WHAT YOU WILL DO:
Please edit the rows from the line containing "[Batch spec] Target class: wood grain" through the line containing "[[116, 74, 531, 763]]" so that "texture" becomes "pattern", leaving everything else unchanged. Return only those lines.

TASK DATA:
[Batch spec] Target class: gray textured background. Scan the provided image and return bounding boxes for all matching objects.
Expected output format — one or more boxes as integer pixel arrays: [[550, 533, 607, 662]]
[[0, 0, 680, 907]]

---

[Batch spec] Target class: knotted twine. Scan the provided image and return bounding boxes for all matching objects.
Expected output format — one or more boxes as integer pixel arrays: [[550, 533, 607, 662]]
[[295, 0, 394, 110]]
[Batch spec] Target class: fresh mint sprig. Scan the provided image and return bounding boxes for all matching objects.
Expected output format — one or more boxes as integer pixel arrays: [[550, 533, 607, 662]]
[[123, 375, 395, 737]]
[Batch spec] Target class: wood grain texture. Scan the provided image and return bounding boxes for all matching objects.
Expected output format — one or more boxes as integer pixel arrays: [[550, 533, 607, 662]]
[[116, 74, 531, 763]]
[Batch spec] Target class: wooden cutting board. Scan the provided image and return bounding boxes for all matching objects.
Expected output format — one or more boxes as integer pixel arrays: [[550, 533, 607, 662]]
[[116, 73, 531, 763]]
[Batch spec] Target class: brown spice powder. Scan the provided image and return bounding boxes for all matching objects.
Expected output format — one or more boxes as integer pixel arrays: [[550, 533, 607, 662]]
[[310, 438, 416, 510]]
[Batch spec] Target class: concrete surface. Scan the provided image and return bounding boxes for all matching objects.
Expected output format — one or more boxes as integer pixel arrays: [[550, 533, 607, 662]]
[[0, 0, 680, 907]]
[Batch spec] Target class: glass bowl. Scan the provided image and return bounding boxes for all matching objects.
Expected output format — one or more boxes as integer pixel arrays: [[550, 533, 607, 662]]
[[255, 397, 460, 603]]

REPLY TO THE EXERCISE:
[Batch spec] Target class: wood grain pattern. Scan the provided image and return bounding boxes for all matching objects.
Expected output format — one or more boxes as integer pixel arrays: [[550, 533, 607, 662]]
[[116, 74, 531, 763]]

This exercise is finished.